• [REQUIRED WORK]: Write out exactly the lines below that run from the line containing "Expected: one point per instance of the gray hair, each" through the last line of the records.
»»
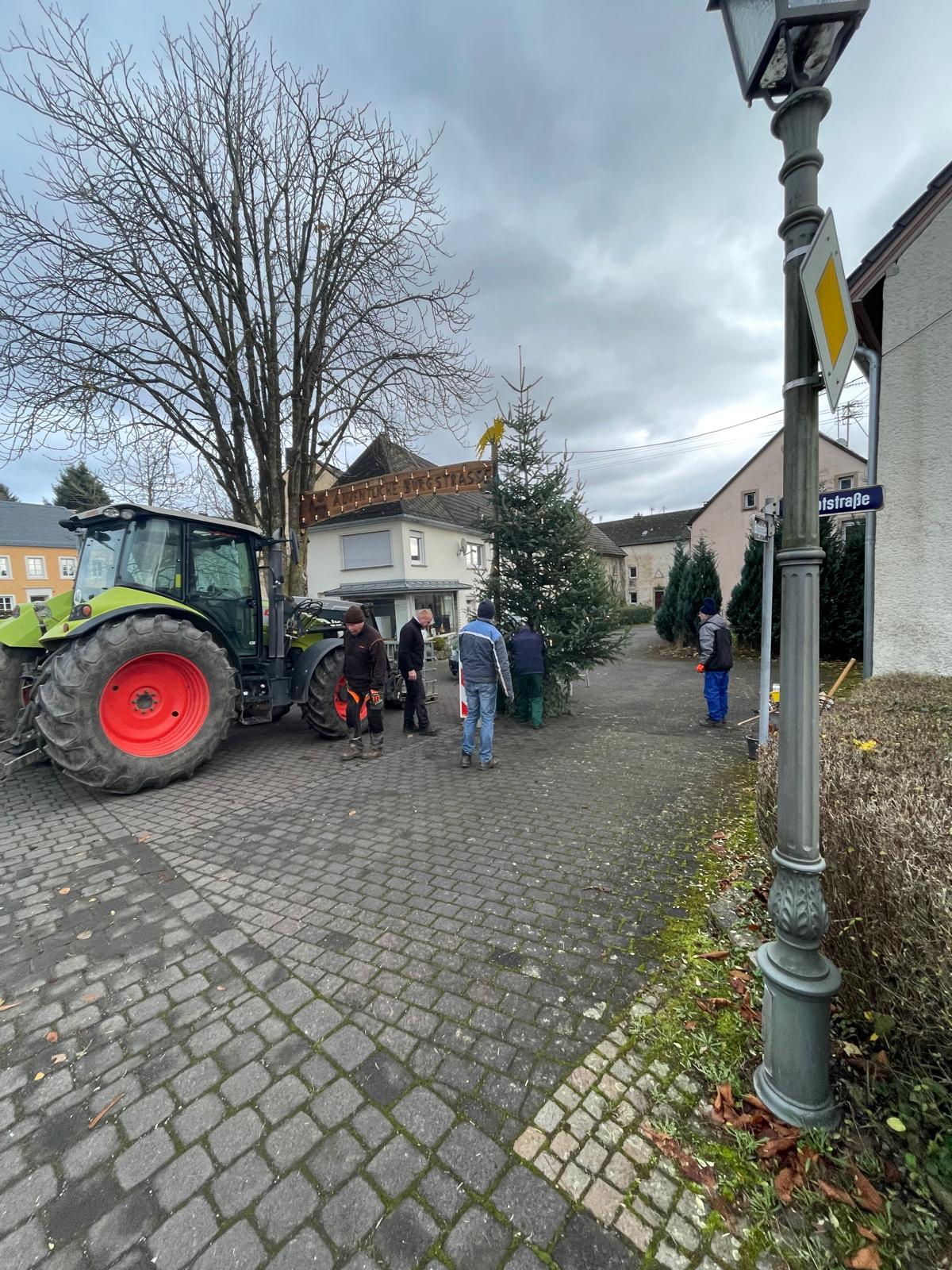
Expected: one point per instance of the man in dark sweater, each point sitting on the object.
(365, 672)
(528, 670)
(410, 658)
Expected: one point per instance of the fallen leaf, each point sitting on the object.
(866, 1259)
(867, 1195)
(784, 1185)
(696, 1172)
(712, 1003)
(108, 1106)
(835, 1193)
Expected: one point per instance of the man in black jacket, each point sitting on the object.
(365, 672)
(410, 658)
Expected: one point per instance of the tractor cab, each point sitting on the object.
(205, 564)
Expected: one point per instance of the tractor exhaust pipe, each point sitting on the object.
(276, 600)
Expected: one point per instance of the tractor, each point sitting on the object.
(133, 679)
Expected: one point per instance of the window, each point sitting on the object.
(366, 550)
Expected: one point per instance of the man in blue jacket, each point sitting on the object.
(528, 670)
(484, 664)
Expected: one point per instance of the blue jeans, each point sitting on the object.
(716, 694)
(480, 704)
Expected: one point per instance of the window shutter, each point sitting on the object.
(366, 550)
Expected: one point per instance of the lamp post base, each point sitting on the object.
(793, 1081)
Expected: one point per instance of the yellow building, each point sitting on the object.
(37, 554)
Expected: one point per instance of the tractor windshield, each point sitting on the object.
(98, 562)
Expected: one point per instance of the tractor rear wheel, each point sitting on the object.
(10, 695)
(137, 704)
(325, 708)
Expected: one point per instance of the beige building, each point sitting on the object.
(37, 554)
(903, 302)
(647, 544)
(725, 518)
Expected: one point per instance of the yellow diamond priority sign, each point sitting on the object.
(831, 311)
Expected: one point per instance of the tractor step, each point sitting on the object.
(13, 765)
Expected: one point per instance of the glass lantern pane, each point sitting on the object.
(752, 23)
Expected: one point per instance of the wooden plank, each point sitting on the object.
(454, 479)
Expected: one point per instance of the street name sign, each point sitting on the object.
(824, 283)
(850, 502)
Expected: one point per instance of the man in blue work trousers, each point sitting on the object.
(486, 664)
(715, 664)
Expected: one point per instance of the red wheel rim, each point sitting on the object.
(340, 700)
(154, 705)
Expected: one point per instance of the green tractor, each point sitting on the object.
(135, 679)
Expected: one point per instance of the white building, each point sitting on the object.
(901, 296)
(725, 518)
(647, 543)
(419, 552)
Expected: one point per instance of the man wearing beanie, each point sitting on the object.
(365, 673)
(484, 664)
(715, 664)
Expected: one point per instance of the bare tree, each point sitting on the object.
(225, 253)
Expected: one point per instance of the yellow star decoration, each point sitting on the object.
(492, 436)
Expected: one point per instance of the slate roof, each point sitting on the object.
(35, 525)
(654, 527)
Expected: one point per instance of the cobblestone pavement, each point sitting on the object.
(317, 1006)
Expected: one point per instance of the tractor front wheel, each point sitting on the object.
(10, 689)
(325, 708)
(137, 704)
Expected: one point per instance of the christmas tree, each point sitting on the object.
(79, 489)
(547, 573)
(700, 579)
(666, 615)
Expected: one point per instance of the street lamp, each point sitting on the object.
(786, 48)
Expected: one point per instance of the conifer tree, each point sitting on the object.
(666, 615)
(700, 579)
(79, 489)
(547, 573)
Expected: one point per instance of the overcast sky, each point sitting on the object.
(615, 198)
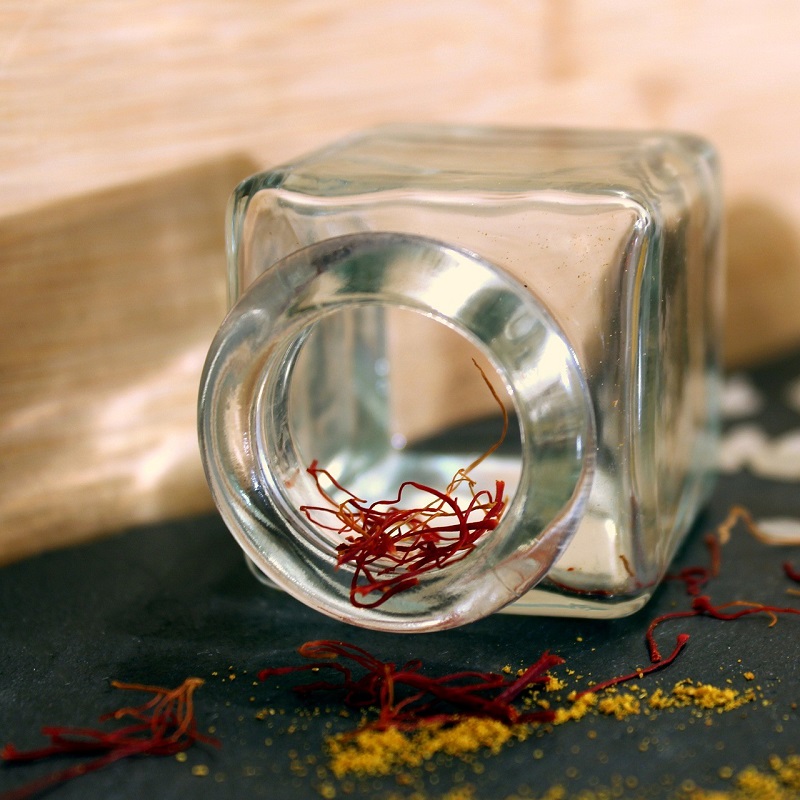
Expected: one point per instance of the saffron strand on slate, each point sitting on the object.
(406, 698)
(164, 725)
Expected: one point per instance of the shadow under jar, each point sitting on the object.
(397, 295)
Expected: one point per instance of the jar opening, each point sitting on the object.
(306, 371)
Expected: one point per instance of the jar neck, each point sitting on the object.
(299, 373)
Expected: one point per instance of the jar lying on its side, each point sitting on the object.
(579, 271)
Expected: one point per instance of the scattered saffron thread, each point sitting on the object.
(406, 698)
(390, 546)
(165, 725)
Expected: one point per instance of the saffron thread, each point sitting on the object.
(388, 545)
(164, 725)
(406, 698)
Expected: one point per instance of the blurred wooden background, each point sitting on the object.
(124, 125)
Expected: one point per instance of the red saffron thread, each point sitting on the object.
(389, 545)
(165, 725)
(406, 698)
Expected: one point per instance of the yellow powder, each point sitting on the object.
(578, 710)
(701, 695)
(619, 705)
(374, 753)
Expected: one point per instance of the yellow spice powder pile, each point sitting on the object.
(371, 753)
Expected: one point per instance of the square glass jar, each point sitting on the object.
(607, 247)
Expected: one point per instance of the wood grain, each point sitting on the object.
(96, 97)
(109, 303)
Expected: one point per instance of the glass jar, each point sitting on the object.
(580, 270)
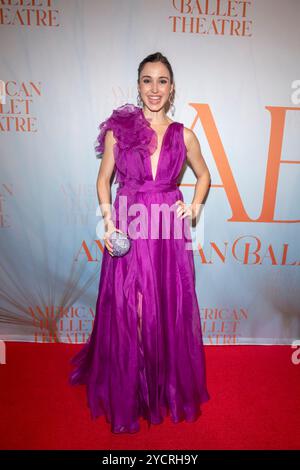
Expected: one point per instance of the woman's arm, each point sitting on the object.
(103, 180)
(197, 162)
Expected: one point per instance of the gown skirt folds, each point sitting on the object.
(145, 357)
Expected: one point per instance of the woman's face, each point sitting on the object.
(155, 85)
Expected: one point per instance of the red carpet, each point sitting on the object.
(255, 404)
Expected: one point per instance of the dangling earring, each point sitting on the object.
(139, 100)
(172, 107)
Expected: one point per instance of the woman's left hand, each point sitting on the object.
(187, 210)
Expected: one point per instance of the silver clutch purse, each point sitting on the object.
(120, 242)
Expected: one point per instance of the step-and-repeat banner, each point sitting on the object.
(65, 65)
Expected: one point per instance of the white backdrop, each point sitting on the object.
(64, 66)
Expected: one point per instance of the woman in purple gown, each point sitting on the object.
(145, 357)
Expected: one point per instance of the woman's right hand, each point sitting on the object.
(110, 228)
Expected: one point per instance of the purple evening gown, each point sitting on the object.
(145, 356)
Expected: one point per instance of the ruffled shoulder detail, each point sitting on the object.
(131, 131)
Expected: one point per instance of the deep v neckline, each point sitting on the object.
(161, 147)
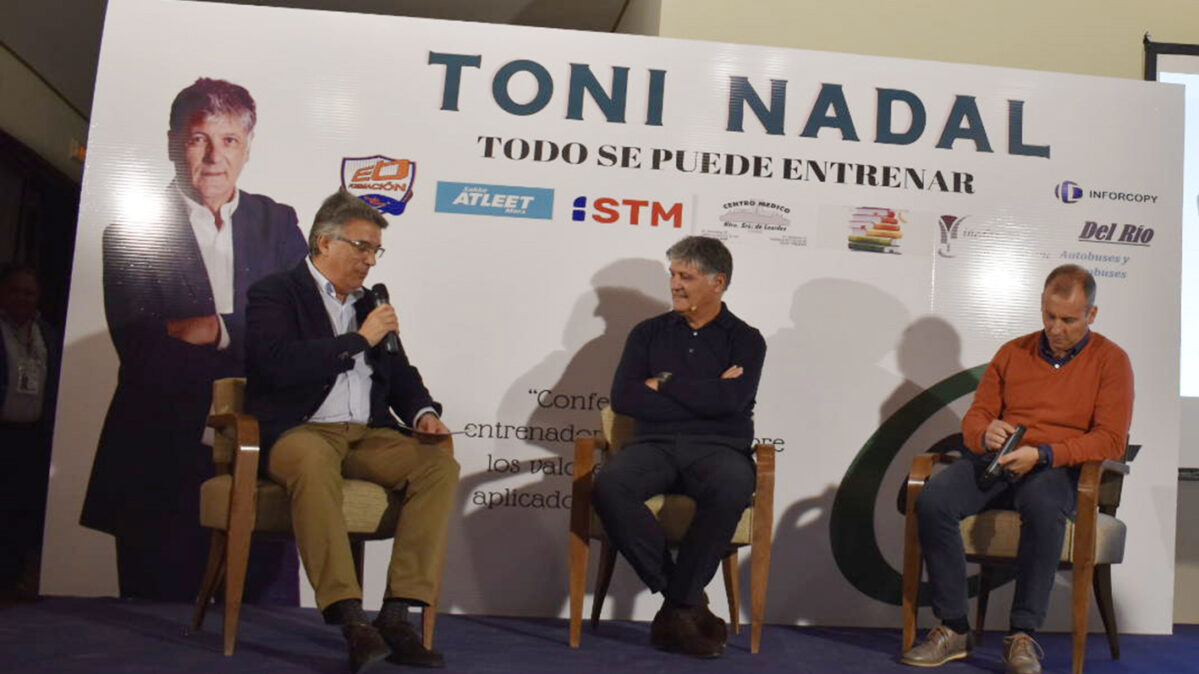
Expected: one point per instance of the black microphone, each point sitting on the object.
(391, 342)
(996, 470)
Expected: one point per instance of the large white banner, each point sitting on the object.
(891, 223)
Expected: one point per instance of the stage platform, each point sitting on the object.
(67, 636)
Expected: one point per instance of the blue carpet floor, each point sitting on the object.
(68, 636)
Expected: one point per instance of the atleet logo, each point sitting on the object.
(506, 200)
(1070, 192)
(1115, 233)
(384, 182)
(634, 211)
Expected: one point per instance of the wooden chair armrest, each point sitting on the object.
(764, 495)
(921, 468)
(243, 431)
(764, 456)
(1085, 521)
(580, 485)
(1092, 473)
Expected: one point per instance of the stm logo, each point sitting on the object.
(1068, 192)
(633, 211)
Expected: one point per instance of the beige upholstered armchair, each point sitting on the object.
(675, 512)
(238, 503)
(1095, 540)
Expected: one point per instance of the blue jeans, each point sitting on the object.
(1046, 499)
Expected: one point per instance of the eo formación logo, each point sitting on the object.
(506, 200)
(384, 182)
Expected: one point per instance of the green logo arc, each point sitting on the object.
(855, 547)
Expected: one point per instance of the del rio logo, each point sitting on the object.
(633, 211)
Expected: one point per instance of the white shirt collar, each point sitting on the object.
(327, 287)
(199, 212)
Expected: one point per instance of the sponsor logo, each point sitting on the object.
(951, 229)
(633, 211)
(873, 229)
(1088, 259)
(757, 220)
(1115, 233)
(1070, 192)
(384, 182)
(755, 215)
(507, 200)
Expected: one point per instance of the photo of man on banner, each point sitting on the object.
(175, 302)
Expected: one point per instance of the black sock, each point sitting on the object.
(959, 625)
(344, 612)
(393, 612)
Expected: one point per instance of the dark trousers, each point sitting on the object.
(712, 470)
(24, 470)
(1046, 499)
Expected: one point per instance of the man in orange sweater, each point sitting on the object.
(1072, 389)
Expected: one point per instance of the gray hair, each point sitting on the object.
(706, 253)
(209, 97)
(1066, 277)
(335, 212)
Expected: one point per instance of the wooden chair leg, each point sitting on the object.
(759, 575)
(986, 582)
(359, 551)
(1082, 591)
(212, 572)
(236, 559)
(603, 578)
(1102, 584)
(913, 570)
(580, 549)
(733, 589)
(428, 621)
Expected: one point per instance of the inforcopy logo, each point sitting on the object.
(1068, 192)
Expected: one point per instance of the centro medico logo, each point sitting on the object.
(1068, 192)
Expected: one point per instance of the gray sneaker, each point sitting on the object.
(1022, 654)
(939, 647)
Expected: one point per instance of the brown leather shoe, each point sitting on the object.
(365, 645)
(939, 647)
(678, 630)
(1022, 654)
(407, 647)
(711, 625)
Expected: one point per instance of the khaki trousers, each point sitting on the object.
(311, 462)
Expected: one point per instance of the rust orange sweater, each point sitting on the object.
(1082, 409)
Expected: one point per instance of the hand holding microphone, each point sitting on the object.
(381, 323)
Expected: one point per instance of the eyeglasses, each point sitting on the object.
(363, 247)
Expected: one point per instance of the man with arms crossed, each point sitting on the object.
(1072, 389)
(688, 378)
(323, 386)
««
• [REPLY TO THE EXERCISE]:
Expected: one point per instance of the gray hair, each point sitting on the object.
(706, 253)
(209, 97)
(1066, 277)
(335, 212)
Expected: one point per instance of the wooden chair leg, each point sitting on the object.
(759, 575)
(986, 582)
(359, 551)
(1082, 591)
(212, 572)
(236, 559)
(603, 578)
(1102, 584)
(913, 570)
(580, 549)
(733, 589)
(428, 621)
Expected: one point per instance of the inforcopy logo, each point sitting on the object.
(1068, 192)
Expected: one point per instance of the centro medico logo, each point sitting on the object.
(1068, 192)
Expected: one point per instance of the gray sneaker, each point sitting on the object.
(1022, 654)
(939, 647)
Expected: one point per instance of the brown leather shoe, each point sitting on the object.
(365, 645)
(939, 647)
(678, 630)
(1022, 654)
(407, 647)
(711, 625)
Expected: one point per instance of the khaki trousers, each point sitting on the object.
(311, 462)
Expected: one point per instance of the rust orange sweater, each point sitting on the object.
(1082, 409)
Expected: one point per instance of the hand holding microphone, each point sitting on the object.
(381, 323)
Expected: one point per instance of the eyeglasses, each point sitting on the object.
(363, 247)
Expected: one point per instance of the man with arms crossed, each point sitting on the object.
(1072, 389)
(688, 378)
(323, 386)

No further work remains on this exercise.